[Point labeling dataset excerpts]
=======

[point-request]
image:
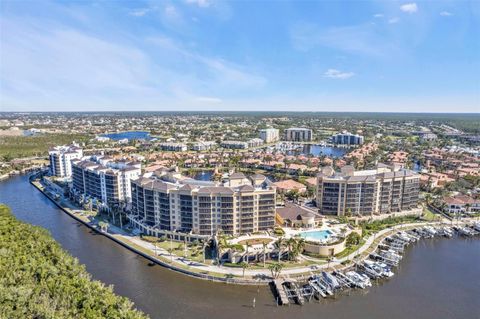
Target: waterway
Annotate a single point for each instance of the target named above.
(437, 278)
(319, 150)
(129, 135)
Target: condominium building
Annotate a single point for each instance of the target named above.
(104, 179)
(167, 202)
(346, 138)
(255, 142)
(176, 147)
(203, 145)
(269, 135)
(360, 193)
(61, 159)
(234, 144)
(296, 134)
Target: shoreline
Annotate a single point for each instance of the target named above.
(147, 256)
(371, 244)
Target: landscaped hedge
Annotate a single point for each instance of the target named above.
(38, 279)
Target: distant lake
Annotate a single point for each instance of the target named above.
(319, 150)
(130, 135)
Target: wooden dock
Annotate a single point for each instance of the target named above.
(281, 292)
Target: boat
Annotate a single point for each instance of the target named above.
(386, 269)
(316, 287)
(320, 282)
(476, 226)
(464, 231)
(430, 230)
(371, 270)
(331, 280)
(293, 292)
(360, 281)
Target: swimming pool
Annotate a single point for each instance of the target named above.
(317, 235)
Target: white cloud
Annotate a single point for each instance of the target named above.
(393, 20)
(358, 39)
(208, 99)
(139, 12)
(337, 74)
(171, 11)
(219, 71)
(409, 7)
(200, 3)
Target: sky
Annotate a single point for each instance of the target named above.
(207, 55)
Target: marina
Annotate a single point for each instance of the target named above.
(378, 266)
(160, 291)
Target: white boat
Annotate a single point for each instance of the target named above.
(359, 280)
(387, 271)
(464, 231)
(372, 270)
(430, 230)
(331, 280)
(476, 226)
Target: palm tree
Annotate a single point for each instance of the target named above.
(280, 243)
(291, 242)
(244, 267)
(220, 246)
(275, 269)
(264, 253)
(246, 253)
(299, 247)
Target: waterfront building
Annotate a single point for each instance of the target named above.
(61, 158)
(234, 144)
(167, 202)
(203, 145)
(347, 138)
(104, 179)
(269, 135)
(383, 190)
(255, 142)
(296, 134)
(176, 147)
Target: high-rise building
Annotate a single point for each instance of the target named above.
(61, 159)
(104, 179)
(296, 134)
(269, 135)
(171, 202)
(346, 138)
(360, 193)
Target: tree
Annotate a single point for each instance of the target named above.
(264, 253)
(103, 226)
(51, 282)
(291, 243)
(275, 269)
(280, 242)
(244, 267)
(246, 253)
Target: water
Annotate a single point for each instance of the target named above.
(203, 176)
(130, 135)
(318, 235)
(319, 150)
(436, 279)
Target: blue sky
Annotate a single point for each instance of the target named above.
(210, 55)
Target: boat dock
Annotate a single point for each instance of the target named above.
(282, 295)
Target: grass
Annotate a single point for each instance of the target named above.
(347, 251)
(255, 241)
(428, 215)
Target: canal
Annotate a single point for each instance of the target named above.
(437, 278)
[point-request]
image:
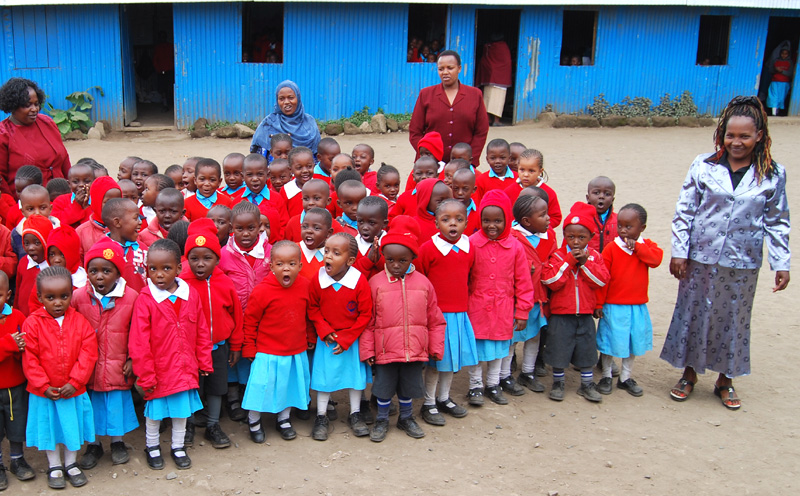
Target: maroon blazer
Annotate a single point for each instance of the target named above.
(464, 121)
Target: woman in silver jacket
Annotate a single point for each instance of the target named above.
(731, 202)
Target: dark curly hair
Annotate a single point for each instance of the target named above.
(14, 94)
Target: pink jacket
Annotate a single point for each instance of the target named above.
(406, 324)
(111, 326)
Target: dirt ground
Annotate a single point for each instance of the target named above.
(625, 445)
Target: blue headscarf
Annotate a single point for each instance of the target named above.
(300, 126)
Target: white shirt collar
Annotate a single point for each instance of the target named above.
(446, 247)
(161, 294)
(350, 279)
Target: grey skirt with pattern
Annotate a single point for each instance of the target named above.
(710, 326)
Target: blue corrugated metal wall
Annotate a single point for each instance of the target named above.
(88, 54)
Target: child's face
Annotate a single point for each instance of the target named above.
(162, 269)
(398, 258)
(303, 168)
(337, 257)
(451, 221)
(389, 185)
(497, 158)
(202, 262)
(529, 171)
(370, 222)
(55, 294)
(285, 264)
(245, 229)
(33, 247)
(629, 226)
(601, 195)
(493, 221)
(314, 232)
(102, 274)
(207, 180)
(577, 237)
(233, 171)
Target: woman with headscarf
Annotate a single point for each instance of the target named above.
(288, 117)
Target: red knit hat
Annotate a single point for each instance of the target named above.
(582, 214)
(107, 249)
(203, 234)
(403, 230)
(39, 226)
(67, 240)
(432, 141)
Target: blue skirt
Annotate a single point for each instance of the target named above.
(336, 372)
(489, 349)
(114, 414)
(277, 382)
(624, 330)
(178, 405)
(64, 421)
(460, 349)
(536, 320)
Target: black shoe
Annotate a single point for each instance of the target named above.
(411, 427)
(320, 430)
(119, 453)
(509, 385)
(181, 462)
(20, 468)
(217, 438)
(284, 427)
(379, 430)
(154, 462)
(495, 394)
(77, 480)
(90, 457)
(357, 424)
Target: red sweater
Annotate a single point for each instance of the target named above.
(276, 319)
(57, 355)
(628, 280)
(11, 374)
(345, 312)
(449, 275)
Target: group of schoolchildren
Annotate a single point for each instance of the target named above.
(302, 272)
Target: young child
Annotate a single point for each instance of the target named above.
(530, 172)
(573, 274)
(13, 399)
(277, 334)
(107, 303)
(340, 307)
(406, 329)
(500, 295)
(499, 176)
(301, 161)
(60, 355)
(223, 313)
(207, 178)
(233, 172)
(624, 329)
(447, 260)
(169, 344)
(73, 210)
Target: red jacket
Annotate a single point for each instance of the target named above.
(112, 326)
(11, 374)
(572, 287)
(221, 306)
(406, 324)
(55, 356)
(168, 349)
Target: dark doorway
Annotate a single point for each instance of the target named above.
(780, 29)
(148, 64)
(493, 25)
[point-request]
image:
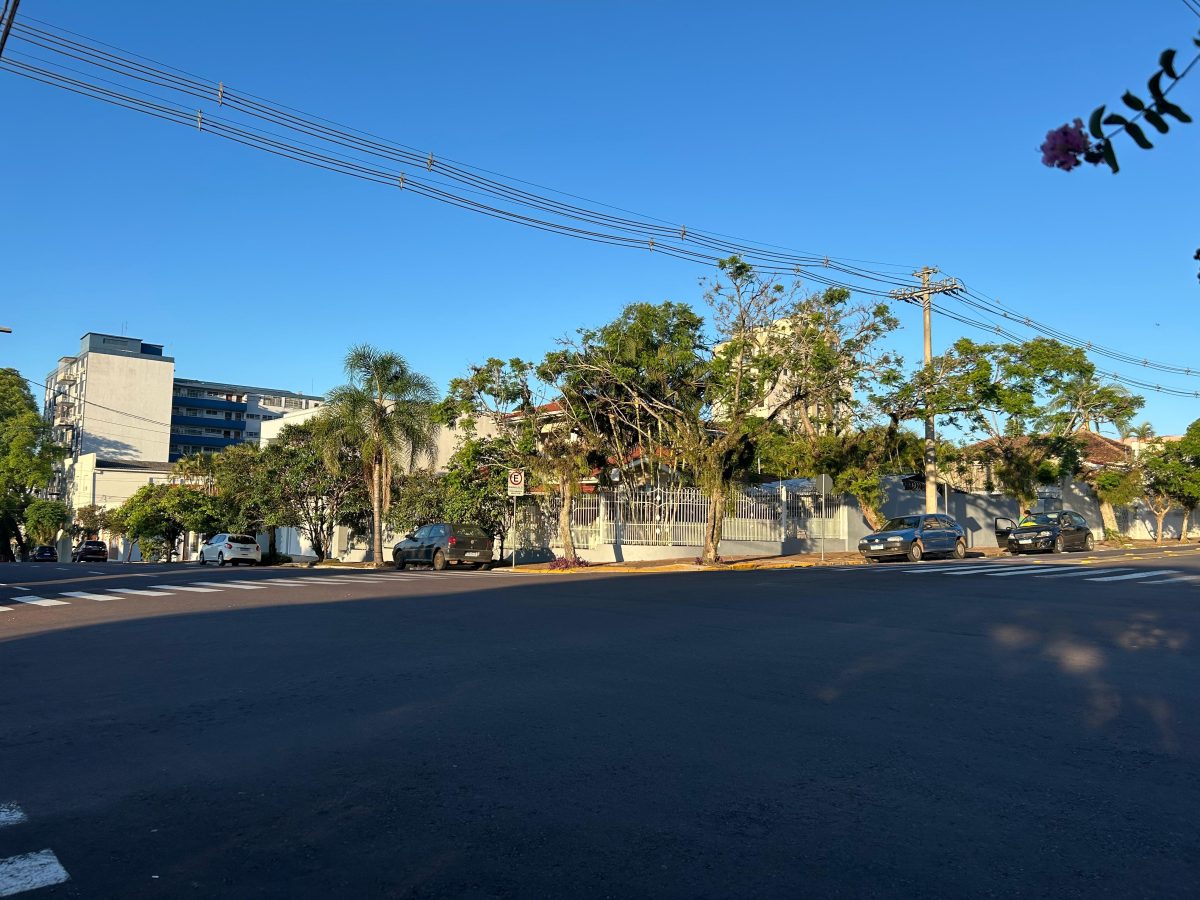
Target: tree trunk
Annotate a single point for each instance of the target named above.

=======

Output the records above exactly as they are, leaving out the pictures.

[point-request]
image:
Target: waterway
Annotate a single point for each instance of the target named above.
(437, 278)
(319, 150)
(129, 135)
Target: condominium building
Annotate a single point for each instance of the target named above.
(104, 179)
(167, 202)
(346, 138)
(255, 142)
(176, 147)
(203, 145)
(269, 135)
(360, 193)
(61, 159)
(234, 144)
(296, 134)
Target: shoreline
Annotate a single point for each instance of the target named above.
(147, 256)
(371, 244)
Target: landscaped hedge
Annotate a single point for each instance of the target named above.
(38, 279)
Target: distant lake
Annotate a single point for each instance of the target named above.
(319, 150)
(130, 135)
Target: wooden dock
Annotate a single point for each instance of the target named above.
(281, 292)
Target: boat
Annotate a single point for each instance of the target named above.
(386, 269)
(316, 287)
(320, 282)
(476, 226)
(464, 231)
(430, 230)
(371, 270)
(331, 280)
(293, 292)
(360, 281)
Target: swimming pool
Annotate a single point for each instance of the target named above.
(317, 235)
Target: white cloud
Annotate a single point for each instance of the target named above.
(393, 20)
(358, 39)
(208, 99)
(139, 12)
(337, 74)
(171, 11)
(219, 71)
(409, 7)
(200, 3)
Target: sky
Annotate a single point for each instance of the target named above.
(207, 55)
Target: marina
Annotate a single point for each instance of the target named above.
(378, 266)
(160, 291)
Target: white boat
Annotate a single point for each instance of the target named above.
(359, 280)
(387, 271)
(464, 231)
(372, 270)
(430, 230)
(331, 280)
(476, 226)
Target: palm tree
Annotate a single point for each instance of the target named above.
(280, 243)
(291, 242)
(244, 267)
(220, 246)
(275, 269)
(264, 253)
(246, 253)
(299, 247)
Target: waterfront building
Annotate a single point for each instance of the target named above.
(61, 158)
(234, 144)
(167, 202)
(203, 145)
(347, 138)
(104, 179)
(269, 135)
(383, 190)
(255, 142)
(296, 134)
(176, 147)
Target: high-rise building
Annotate a single point for each instance of the target named above.
(61, 159)
(104, 179)
(296, 134)
(269, 135)
(171, 202)
(346, 138)
(360, 193)
Target: tree
Annotate a single point for each instance of the target named above.
(264, 253)
(103, 226)
(51, 282)
(291, 243)
(275, 269)
(280, 242)
(244, 267)
(246, 253)
Target: water
Annotate a single point for each instance of the target named above.
(203, 176)
(130, 135)
(318, 235)
(319, 150)
(436, 279)
Target: blue sky
Annotate a single point for each instance of the target named above.
(210, 55)
Target: boat dock
Annotate a single point for each instance of the target named above.
(282, 295)
Target: grass
Annotate a single point for each instance of the target named above.
(347, 251)
(255, 241)
(428, 215)
Target: canal
Annotate a single point for each instance of the target named above.
(437, 278)
[point-request]
image:
Target: maroon blazer
Annotate a single point for each instance of the target named above.
(464, 121)
Target: woman in silver jacket
Annotate a single point for each instance of the target named above.
(731, 202)
Target: dark curly hair
Annotate a single point for each instance of the target named above.
(14, 94)
Target: pink jacket
Annotate a single point for each instance of the target named above.
(406, 324)
(111, 326)
Target: dirt ground
Annotate a single point for each instance of the target named above.
(625, 445)
Target: blue headscarf
Annotate a single point for each instance of the target named above.
(300, 126)
Target: white shirt collar
Annotate a single point for each instance of the target named above.
(446, 247)
(161, 294)
(350, 279)
Target: grey skirt with pattern
Annotate a single point for each instance of the target named above.
(710, 326)
Target: blue corrugated metal wall
Annotate a single point for each instance of the target named above.
(88, 54)
Target: child's face
Annotate a single point for each instance of the target named above.
(162, 269)
(398, 258)
(303, 168)
(337, 257)
(451, 221)
(389, 185)
(497, 158)
(202, 262)
(529, 171)
(370, 222)
(55, 294)
(285, 264)
(245, 229)
(33, 247)
(629, 226)
(601, 195)
(493, 221)
(314, 232)
(102, 274)
(207, 180)
(577, 237)
(233, 171)
Target: woman with headscarf
Annotate a single point for each instance of the target named above.
(288, 117)
Target: red knit hat
Annotate a single point for each instance of the target named above.
(582, 214)
(107, 249)
(203, 234)
(403, 230)
(39, 226)
(67, 240)
(432, 141)
Target: blue skirt
Annotate a single point for each instance of the target named above.
(336, 372)
(489, 349)
(114, 414)
(277, 382)
(624, 330)
(178, 405)
(64, 421)
(460, 349)
(536, 320)
Target: black shoe
Annotate a single point for each instance of the target named above.
(411, 427)
(320, 430)
(119, 453)
(509, 385)
(181, 462)
(20, 468)
(217, 438)
(284, 427)
(379, 430)
(154, 462)
(495, 394)
(77, 480)
(90, 457)
(357, 424)
Target: red sweater
Annotate a single point for each instance of the target named above.
(276, 319)
(57, 355)
(628, 280)
(11, 374)
(345, 312)
(449, 275)
Target: group of schoolchildren
Annotate a single point for each instance of the target named above.
(302, 272)
Target: young child
Annotate a single point for each instance of the target named above.
(530, 172)
(573, 274)
(13, 399)
(277, 334)
(107, 303)
(340, 307)
(406, 329)
(500, 295)
(499, 176)
(301, 161)
(60, 355)
(223, 313)
(207, 178)
(233, 172)
(624, 329)
(447, 260)
(169, 344)
(73, 210)
Target: red jacket
Annotate a single point for each instance of the target named above.
(112, 326)
(11, 374)
(572, 287)
(221, 306)
(406, 324)
(55, 356)
(168, 349)
Target: dark doorway
Annotate a single point for each instance of the target named above.
(780, 29)
(148, 64)
(493, 25)
[point-request]
image:
Target: tree trunk
Annotate a single point for each instance of the target named above.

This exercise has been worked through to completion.